* **DATA SUPPLIED**
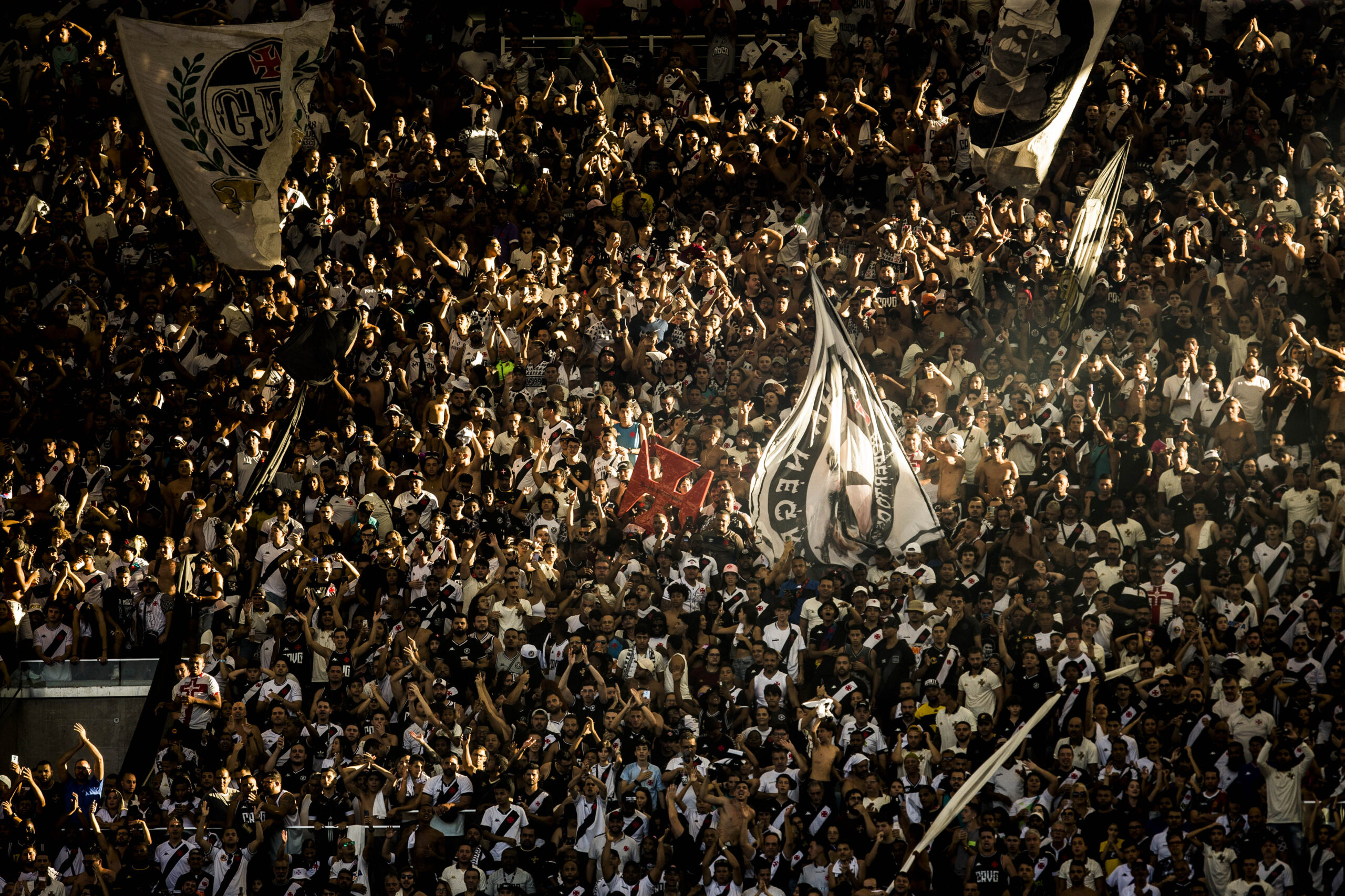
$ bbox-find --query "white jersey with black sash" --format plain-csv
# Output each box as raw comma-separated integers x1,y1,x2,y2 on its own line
481,803,527,861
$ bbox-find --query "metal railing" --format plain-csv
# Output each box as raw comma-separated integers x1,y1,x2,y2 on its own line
9,658,159,697
500,34,787,74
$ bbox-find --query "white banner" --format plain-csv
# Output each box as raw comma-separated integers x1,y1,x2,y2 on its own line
749,270,939,566
117,4,336,270
970,0,1120,196
904,663,1139,866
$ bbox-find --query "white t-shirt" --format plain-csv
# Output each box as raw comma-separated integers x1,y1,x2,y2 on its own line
958,668,1002,716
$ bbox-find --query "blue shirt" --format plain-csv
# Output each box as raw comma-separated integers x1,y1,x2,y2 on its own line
622,763,663,808
62,774,102,811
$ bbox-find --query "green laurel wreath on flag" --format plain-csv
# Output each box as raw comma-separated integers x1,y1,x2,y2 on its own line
165,53,238,176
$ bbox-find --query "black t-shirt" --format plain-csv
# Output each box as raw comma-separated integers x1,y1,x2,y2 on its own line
1013,671,1056,717
439,635,487,693
968,849,1009,896
1108,581,1149,635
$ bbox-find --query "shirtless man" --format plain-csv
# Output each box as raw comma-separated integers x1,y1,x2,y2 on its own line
977,437,1018,505
924,433,967,503
1215,398,1256,468
705,782,756,843
421,383,449,439
860,315,915,358
159,460,192,523
1005,513,1047,576
809,710,841,783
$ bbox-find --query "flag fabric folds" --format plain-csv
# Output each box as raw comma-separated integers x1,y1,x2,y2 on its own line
970,0,1120,196
1060,140,1130,332
117,4,335,270
749,270,939,566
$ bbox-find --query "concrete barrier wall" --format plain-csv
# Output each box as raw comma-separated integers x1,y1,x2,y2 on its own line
0,695,151,772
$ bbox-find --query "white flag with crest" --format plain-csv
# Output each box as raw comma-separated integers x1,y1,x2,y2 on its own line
117,4,336,270
748,270,940,566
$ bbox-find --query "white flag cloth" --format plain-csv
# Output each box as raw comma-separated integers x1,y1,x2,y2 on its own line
749,272,939,566
117,4,336,270
970,0,1120,196
904,663,1139,871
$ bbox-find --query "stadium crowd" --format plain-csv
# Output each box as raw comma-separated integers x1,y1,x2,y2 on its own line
0,0,1345,896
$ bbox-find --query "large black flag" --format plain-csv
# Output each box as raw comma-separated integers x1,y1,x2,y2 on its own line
970,0,1120,195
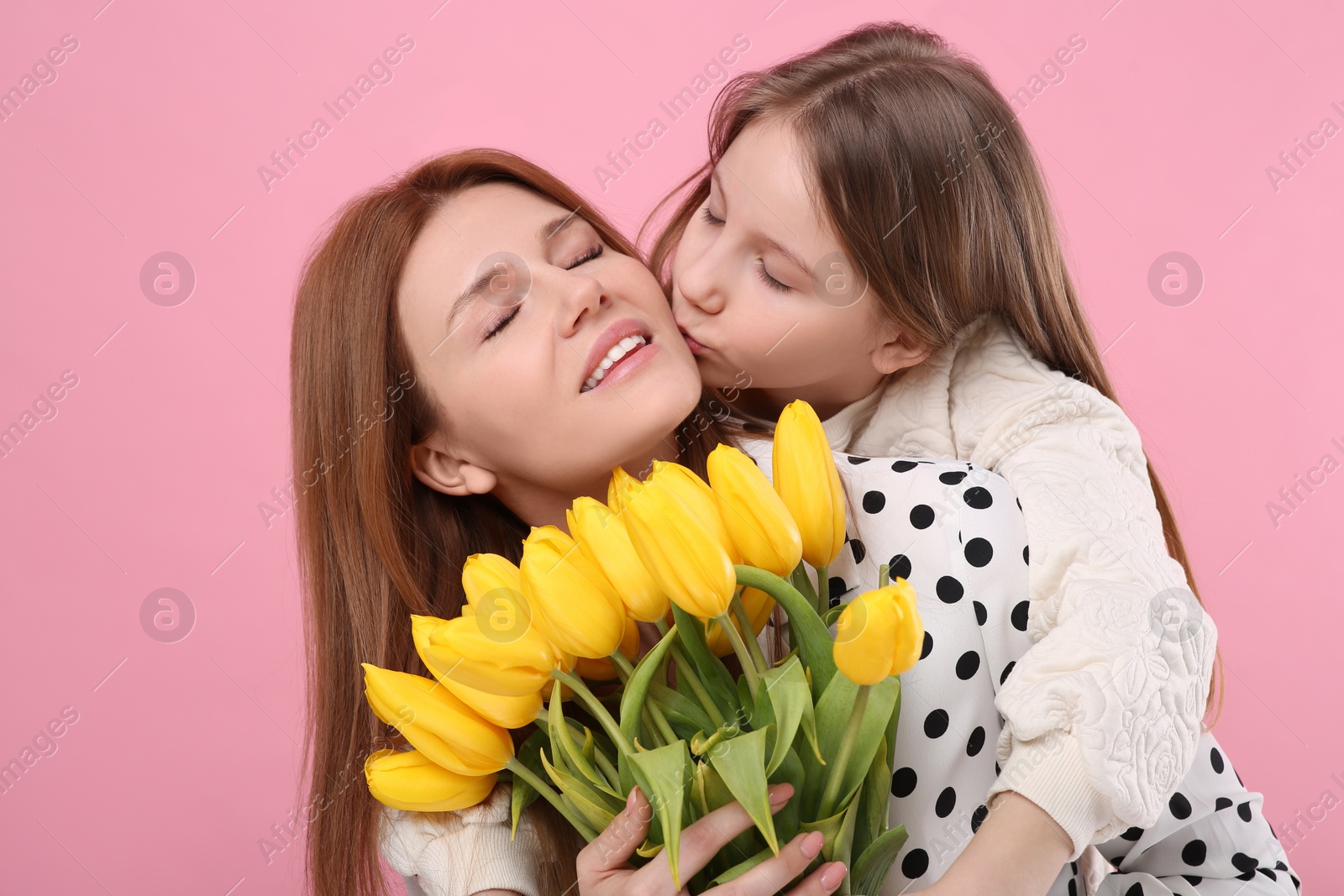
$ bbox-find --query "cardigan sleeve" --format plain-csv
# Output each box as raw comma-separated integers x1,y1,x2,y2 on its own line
379,782,540,896
1098,732,1301,896
949,334,1216,857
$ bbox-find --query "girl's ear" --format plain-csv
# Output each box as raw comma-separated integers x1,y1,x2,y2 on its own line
869,329,932,374
410,437,497,497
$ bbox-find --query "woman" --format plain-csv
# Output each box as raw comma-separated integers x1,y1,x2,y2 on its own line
293,150,1290,896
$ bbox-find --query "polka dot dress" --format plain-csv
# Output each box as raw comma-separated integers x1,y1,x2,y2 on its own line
748,442,1297,896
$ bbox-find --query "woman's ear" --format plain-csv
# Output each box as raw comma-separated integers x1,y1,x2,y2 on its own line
869,329,932,374
410,438,497,497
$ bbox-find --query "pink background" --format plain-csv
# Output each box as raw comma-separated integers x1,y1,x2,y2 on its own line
0,0,1344,896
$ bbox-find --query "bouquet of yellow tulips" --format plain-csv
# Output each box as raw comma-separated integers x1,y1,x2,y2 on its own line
365,401,923,896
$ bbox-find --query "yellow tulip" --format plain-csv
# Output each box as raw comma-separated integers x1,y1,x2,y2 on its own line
606,466,634,513
365,750,499,811
412,614,542,728
360,663,513,775
462,553,522,617
422,616,562,697
704,589,774,657
833,578,923,685
564,497,668,622
578,616,640,679
773,401,845,569
621,473,737,619
706,445,802,578
522,525,625,659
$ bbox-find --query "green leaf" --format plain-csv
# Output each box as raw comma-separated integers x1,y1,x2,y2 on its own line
649,681,714,740
546,677,621,799
540,750,625,831
849,825,906,893
757,657,822,775
800,674,900,818
734,565,836,696
672,603,739,731
710,728,780,854
620,626,677,746
626,741,695,889
509,728,547,840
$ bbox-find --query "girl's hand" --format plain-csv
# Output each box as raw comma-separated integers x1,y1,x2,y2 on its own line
578,784,845,896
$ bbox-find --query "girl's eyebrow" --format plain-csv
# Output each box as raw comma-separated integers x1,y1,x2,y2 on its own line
710,165,811,273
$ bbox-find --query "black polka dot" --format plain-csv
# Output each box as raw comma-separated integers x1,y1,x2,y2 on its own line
934,575,966,603
891,766,919,797
1180,840,1208,867
932,787,957,818
961,485,995,511
965,538,995,569
887,553,910,582
925,710,950,737
900,849,929,880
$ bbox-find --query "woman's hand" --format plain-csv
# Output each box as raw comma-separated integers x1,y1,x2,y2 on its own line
578,784,845,896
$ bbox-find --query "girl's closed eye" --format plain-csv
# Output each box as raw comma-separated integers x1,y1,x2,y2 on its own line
486,244,603,340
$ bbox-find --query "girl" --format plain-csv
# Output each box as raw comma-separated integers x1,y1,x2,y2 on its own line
293,152,1290,896
652,24,1231,892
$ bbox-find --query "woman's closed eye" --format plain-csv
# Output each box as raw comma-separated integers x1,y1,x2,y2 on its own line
486,244,605,340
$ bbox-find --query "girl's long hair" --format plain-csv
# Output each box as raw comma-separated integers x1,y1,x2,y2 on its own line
641,22,1223,717
291,149,753,896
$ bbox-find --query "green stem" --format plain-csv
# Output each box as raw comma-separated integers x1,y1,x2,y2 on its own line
817,685,872,818
664,647,723,728
551,666,634,755
504,757,596,842
714,612,761,703
732,589,770,673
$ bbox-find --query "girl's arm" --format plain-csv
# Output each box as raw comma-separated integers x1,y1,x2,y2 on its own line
379,782,542,896
949,315,1216,858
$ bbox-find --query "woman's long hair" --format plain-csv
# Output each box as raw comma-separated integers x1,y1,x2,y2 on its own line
641,22,1221,715
291,149,734,896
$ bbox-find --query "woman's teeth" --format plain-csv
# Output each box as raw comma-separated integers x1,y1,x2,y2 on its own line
580,336,648,392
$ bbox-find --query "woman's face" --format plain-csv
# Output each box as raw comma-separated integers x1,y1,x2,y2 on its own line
672,118,914,417
398,184,701,525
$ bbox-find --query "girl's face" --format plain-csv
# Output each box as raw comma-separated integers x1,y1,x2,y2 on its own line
398,184,701,525
672,118,922,418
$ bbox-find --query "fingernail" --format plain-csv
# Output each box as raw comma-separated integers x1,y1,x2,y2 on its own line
822,862,844,889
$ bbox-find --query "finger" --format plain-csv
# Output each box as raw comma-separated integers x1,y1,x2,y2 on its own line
636,783,793,893
575,787,654,878
724,831,827,896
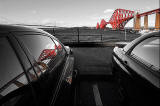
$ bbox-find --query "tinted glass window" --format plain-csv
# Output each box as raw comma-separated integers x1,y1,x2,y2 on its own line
0,37,27,96
132,37,160,69
19,35,58,64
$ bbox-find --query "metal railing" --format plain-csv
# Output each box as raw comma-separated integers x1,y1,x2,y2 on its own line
40,28,139,43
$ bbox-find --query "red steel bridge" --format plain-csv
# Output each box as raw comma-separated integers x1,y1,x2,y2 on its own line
96,8,160,30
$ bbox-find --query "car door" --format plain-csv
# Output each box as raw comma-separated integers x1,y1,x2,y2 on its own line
0,33,36,106
121,36,160,105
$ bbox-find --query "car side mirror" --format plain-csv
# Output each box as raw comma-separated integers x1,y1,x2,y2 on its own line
37,61,48,72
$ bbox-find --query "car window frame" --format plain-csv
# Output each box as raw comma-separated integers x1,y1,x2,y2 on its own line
125,34,160,77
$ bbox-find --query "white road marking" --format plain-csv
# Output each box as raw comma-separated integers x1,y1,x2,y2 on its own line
93,84,103,106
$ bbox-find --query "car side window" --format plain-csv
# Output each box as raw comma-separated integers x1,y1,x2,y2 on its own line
18,35,58,64
0,37,33,106
131,37,160,70
0,37,28,96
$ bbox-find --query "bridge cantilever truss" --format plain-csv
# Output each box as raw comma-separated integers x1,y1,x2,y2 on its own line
96,8,160,29
96,9,134,29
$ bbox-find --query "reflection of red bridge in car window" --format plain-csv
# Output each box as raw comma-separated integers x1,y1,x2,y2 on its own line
38,49,57,61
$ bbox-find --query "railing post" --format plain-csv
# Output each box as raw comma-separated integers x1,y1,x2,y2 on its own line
77,28,79,43
52,28,56,34
101,34,103,42
124,29,127,41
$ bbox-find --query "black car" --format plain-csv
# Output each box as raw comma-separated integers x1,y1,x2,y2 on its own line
112,32,160,106
0,25,75,106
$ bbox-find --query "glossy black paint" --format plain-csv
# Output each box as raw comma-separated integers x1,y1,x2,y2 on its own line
0,25,74,106
112,32,160,106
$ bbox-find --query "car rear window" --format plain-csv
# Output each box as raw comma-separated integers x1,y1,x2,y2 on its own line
132,37,160,70
0,37,28,96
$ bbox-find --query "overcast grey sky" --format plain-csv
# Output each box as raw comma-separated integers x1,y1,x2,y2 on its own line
0,0,159,26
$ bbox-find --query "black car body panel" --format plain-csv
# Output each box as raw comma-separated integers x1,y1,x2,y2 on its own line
0,25,74,106
112,32,160,106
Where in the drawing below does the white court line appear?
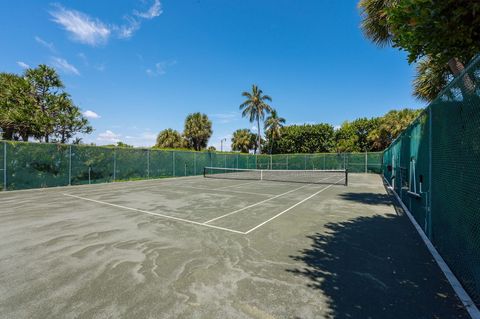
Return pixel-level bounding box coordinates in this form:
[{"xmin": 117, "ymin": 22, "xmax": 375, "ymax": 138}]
[
  {"xmin": 170, "ymin": 185, "xmax": 275, "ymax": 196},
  {"xmin": 201, "ymin": 176, "xmax": 332, "ymax": 224},
  {"xmin": 214, "ymin": 180, "xmax": 260, "ymax": 190},
  {"xmin": 383, "ymin": 176, "xmax": 480, "ymax": 319},
  {"xmin": 245, "ymin": 178, "xmax": 343, "ymax": 235},
  {"xmin": 63, "ymin": 194, "xmax": 245, "ymax": 235}
]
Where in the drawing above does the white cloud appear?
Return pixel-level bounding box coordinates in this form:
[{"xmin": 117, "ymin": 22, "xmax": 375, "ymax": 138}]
[
  {"xmin": 35, "ymin": 36, "xmax": 56, "ymax": 53},
  {"xmin": 52, "ymin": 57, "xmax": 80, "ymax": 75},
  {"xmin": 17, "ymin": 61, "xmax": 30, "ymax": 69},
  {"xmin": 50, "ymin": 0, "xmax": 163, "ymax": 45},
  {"xmin": 133, "ymin": 0, "xmax": 163, "ymax": 20},
  {"xmin": 83, "ymin": 110, "xmax": 101, "ymax": 119},
  {"xmin": 114, "ymin": 16, "xmax": 140, "ymax": 39},
  {"xmin": 210, "ymin": 112, "xmax": 240, "ymax": 124},
  {"xmin": 50, "ymin": 4, "xmax": 111, "ymax": 46},
  {"xmin": 94, "ymin": 63, "xmax": 106, "ymax": 72},
  {"xmin": 145, "ymin": 60, "xmax": 177, "ymax": 76},
  {"xmin": 97, "ymin": 130, "xmax": 121, "ymax": 143}
]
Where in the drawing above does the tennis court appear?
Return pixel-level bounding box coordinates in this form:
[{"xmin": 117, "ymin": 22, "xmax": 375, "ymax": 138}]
[{"xmin": 0, "ymin": 172, "xmax": 468, "ymax": 318}]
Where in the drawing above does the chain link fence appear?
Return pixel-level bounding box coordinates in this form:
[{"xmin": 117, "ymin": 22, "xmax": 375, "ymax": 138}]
[
  {"xmin": 0, "ymin": 141, "xmax": 382, "ymax": 190},
  {"xmin": 383, "ymin": 57, "xmax": 480, "ymax": 305}
]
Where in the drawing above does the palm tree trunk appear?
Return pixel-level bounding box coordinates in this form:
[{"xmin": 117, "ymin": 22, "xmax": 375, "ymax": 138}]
[{"xmin": 257, "ymin": 117, "xmax": 262, "ymax": 154}]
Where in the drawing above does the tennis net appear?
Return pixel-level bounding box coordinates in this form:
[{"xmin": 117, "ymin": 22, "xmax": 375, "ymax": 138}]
[{"xmin": 203, "ymin": 167, "xmax": 348, "ymax": 186}]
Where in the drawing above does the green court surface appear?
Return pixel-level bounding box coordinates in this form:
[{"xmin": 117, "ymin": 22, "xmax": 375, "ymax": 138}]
[{"xmin": 0, "ymin": 174, "xmax": 468, "ymax": 318}]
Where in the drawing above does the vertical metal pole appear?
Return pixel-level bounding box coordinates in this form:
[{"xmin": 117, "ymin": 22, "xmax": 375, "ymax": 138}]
[
  {"xmin": 147, "ymin": 150, "xmax": 150, "ymax": 179},
  {"xmin": 68, "ymin": 145, "xmax": 72, "ymax": 186},
  {"xmin": 365, "ymin": 152, "xmax": 368, "ymax": 173},
  {"xmin": 113, "ymin": 148, "xmax": 117, "ymax": 182},
  {"xmin": 426, "ymin": 105, "xmax": 433, "ymax": 238},
  {"xmin": 3, "ymin": 142, "xmax": 7, "ymax": 191},
  {"xmin": 193, "ymin": 152, "xmax": 197, "ymax": 175},
  {"xmin": 172, "ymin": 151, "xmax": 175, "ymax": 177}
]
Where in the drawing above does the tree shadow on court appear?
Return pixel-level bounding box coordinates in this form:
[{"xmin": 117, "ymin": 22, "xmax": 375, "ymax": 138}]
[
  {"xmin": 339, "ymin": 193, "xmax": 393, "ymax": 205},
  {"xmin": 287, "ymin": 205, "xmax": 468, "ymax": 319}
]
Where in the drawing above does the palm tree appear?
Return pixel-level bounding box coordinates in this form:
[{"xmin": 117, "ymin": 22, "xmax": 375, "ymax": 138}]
[
  {"xmin": 232, "ymin": 129, "xmax": 253, "ymax": 153},
  {"xmin": 155, "ymin": 128, "xmax": 184, "ymax": 148},
  {"xmin": 265, "ymin": 110, "xmax": 285, "ymax": 153},
  {"xmin": 358, "ymin": 0, "xmax": 475, "ymax": 102},
  {"xmin": 183, "ymin": 113, "xmax": 212, "ymax": 151},
  {"xmin": 240, "ymin": 84, "xmax": 272, "ymax": 154}
]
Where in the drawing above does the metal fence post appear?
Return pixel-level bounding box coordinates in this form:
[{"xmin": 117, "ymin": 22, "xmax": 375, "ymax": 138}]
[
  {"xmin": 193, "ymin": 152, "xmax": 197, "ymax": 175},
  {"xmin": 68, "ymin": 145, "xmax": 72, "ymax": 186},
  {"xmin": 147, "ymin": 150, "xmax": 150, "ymax": 179},
  {"xmin": 172, "ymin": 151, "xmax": 175, "ymax": 177},
  {"xmin": 425, "ymin": 105, "xmax": 433, "ymax": 238},
  {"xmin": 365, "ymin": 152, "xmax": 368, "ymax": 174},
  {"xmin": 3, "ymin": 142, "xmax": 7, "ymax": 191},
  {"xmin": 113, "ymin": 148, "xmax": 117, "ymax": 182}
]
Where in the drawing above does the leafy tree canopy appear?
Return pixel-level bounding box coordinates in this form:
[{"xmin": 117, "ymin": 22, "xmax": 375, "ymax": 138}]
[
  {"xmin": 0, "ymin": 65, "xmax": 93, "ymax": 143},
  {"xmin": 232, "ymin": 129, "xmax": 256, "ymax": 153},
  {"xmin": 155, "ymin": 128, "xmax": 186, "ymax": 148}
]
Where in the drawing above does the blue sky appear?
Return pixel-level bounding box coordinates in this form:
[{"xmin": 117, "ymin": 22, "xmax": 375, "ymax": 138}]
[{"xmin": 0, "ymin": 0, "xmax": 423, "ymax": 149}]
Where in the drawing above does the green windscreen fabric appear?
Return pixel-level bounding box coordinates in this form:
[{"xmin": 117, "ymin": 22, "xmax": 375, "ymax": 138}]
[
  {"xmin": 0, "ymin": 142, "xmax": 7, "ymax": 191},
  {"xmin": 383, "ymin": 57, "xmax": 480, "ymax": 305},
  {"xmin": 0, "ymin": 142, "xmax": 382, "ymax": 190},
  {"xmin": 70, "ymin": 145, "xmax": 115, "ymax": 185}
]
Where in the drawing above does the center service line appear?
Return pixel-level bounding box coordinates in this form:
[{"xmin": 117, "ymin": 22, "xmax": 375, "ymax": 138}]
[
  {"xmin": 245, "ymin": 178, "xmax": 343, "ymax": 235},
  {"xmin": 63, "ymin": 194, "xmax": 245, "ymax": 235},
  {"xmin": 204, "ymin": 176, "xmax": 338, "ymax": 224}
]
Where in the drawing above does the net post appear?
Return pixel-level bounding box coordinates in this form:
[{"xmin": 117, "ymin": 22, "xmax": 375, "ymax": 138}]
[
  {"xmin": 68, "ymin": 145, "xmax": 72, "ymax": 186},
  {"xmin": 3, "ymin": 141, "xmax": 7, "ymax": 191},
  {"xmin": 113, "ymin": 147, "xmax": 117, "ymax": 182}
]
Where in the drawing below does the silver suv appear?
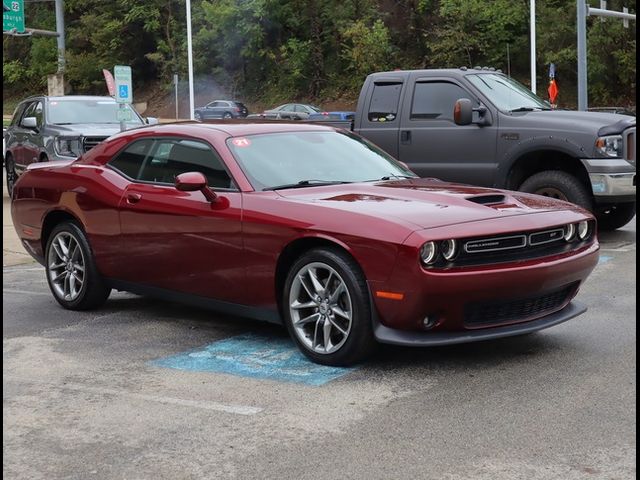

* **TO DO**
Convert the entries from the start up to and including the line with "958,668,1002,716" into a two-column CSV with the headers query_text and boxes. Give one row per request, put its text and its answer each in a single quoted field with line breaks replaced by spaces, and leave out the pictures.

* **ANSWER TO THE EXERCISE**
query_text,boxes
"$ bbox-find --query ""white jersey with black sash"" --format plain-csv # Output each box as raw comma-separated integers x1,y1,x2,y2 on its own line","481,803,527,861"
"$ bbox-find --query ""metal railing"" --format plain-csv # Output each box as raw comma-separated integers x1,y1,x2,y2 on its own line","9,658,159,697 500,34,787,74"
"$ bbox-find --query ""white banner"" --format plain-csv # Output each box as raw comma-separated integers x1,y1,x2,y2 on its own line","749,270,939,566 117,4,336,270 970,0,1120,196 904,663,1139,866"
"$ bbox-find --query ""white t-shirt"" --format plain-csv # Output each box as raw comma-separated integers x1,y1,x2,y2 on its own line","958,668,1002,716"